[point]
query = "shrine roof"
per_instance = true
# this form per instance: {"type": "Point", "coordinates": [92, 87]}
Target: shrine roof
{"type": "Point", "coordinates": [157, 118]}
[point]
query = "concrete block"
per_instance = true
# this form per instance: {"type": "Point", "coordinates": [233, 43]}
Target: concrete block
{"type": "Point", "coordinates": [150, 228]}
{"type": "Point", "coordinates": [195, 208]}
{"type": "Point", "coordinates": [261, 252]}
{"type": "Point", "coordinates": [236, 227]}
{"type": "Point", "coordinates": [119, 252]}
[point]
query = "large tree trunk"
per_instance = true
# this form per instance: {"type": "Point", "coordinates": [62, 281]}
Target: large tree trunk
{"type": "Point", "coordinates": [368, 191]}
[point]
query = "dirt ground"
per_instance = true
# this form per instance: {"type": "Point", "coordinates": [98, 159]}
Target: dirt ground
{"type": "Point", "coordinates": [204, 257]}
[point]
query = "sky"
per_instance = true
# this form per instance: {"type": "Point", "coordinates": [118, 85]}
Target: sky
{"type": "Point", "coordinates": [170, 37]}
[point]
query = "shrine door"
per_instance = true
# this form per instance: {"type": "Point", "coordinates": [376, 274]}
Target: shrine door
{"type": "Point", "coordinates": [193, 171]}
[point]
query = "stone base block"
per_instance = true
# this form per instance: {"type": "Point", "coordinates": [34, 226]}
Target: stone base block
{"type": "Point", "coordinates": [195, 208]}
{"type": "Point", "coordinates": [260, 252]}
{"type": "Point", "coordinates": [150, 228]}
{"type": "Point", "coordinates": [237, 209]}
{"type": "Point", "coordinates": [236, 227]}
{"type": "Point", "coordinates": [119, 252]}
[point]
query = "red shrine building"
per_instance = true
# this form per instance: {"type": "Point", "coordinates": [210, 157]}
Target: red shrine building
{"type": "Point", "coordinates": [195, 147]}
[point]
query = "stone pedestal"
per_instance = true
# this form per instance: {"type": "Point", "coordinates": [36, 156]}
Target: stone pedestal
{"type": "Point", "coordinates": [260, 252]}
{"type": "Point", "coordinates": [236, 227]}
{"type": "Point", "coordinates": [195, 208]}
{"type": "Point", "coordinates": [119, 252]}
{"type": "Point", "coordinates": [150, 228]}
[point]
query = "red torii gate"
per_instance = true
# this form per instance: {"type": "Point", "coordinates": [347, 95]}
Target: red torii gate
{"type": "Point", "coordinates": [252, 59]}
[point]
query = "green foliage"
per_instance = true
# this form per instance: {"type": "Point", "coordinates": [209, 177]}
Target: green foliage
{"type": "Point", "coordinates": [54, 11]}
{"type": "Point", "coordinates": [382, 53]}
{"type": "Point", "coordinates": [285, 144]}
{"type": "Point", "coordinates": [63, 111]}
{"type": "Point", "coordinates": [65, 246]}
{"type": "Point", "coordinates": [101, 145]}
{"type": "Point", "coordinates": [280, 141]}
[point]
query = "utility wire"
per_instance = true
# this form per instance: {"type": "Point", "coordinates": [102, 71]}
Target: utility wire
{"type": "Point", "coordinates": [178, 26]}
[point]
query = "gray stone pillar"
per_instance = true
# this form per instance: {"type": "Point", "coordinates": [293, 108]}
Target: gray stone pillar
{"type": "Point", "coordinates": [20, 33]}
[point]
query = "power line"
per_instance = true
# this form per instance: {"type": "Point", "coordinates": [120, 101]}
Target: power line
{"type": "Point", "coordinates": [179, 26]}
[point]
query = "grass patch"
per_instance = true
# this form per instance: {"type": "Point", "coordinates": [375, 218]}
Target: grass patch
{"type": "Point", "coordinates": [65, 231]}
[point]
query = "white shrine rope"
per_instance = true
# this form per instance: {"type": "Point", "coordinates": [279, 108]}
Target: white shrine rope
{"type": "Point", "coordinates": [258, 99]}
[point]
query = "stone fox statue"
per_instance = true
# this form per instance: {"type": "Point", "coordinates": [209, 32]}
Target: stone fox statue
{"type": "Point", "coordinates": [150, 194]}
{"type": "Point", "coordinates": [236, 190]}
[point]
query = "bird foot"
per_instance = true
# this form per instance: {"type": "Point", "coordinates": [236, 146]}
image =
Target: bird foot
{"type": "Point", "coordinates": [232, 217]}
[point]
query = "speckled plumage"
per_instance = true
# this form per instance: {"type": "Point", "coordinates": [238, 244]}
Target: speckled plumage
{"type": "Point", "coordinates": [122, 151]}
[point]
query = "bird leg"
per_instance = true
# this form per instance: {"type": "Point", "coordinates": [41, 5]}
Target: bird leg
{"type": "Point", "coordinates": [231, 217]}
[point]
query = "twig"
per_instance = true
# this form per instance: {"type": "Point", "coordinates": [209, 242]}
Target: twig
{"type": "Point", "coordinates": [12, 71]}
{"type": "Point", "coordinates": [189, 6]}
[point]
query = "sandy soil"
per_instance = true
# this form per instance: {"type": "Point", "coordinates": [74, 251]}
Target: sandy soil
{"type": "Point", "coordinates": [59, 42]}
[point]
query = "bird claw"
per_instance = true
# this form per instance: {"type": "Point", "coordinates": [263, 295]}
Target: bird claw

════

Request = Count the lines in the listing above that contain the string "torii", and reply with the number only.

Response to the task = 2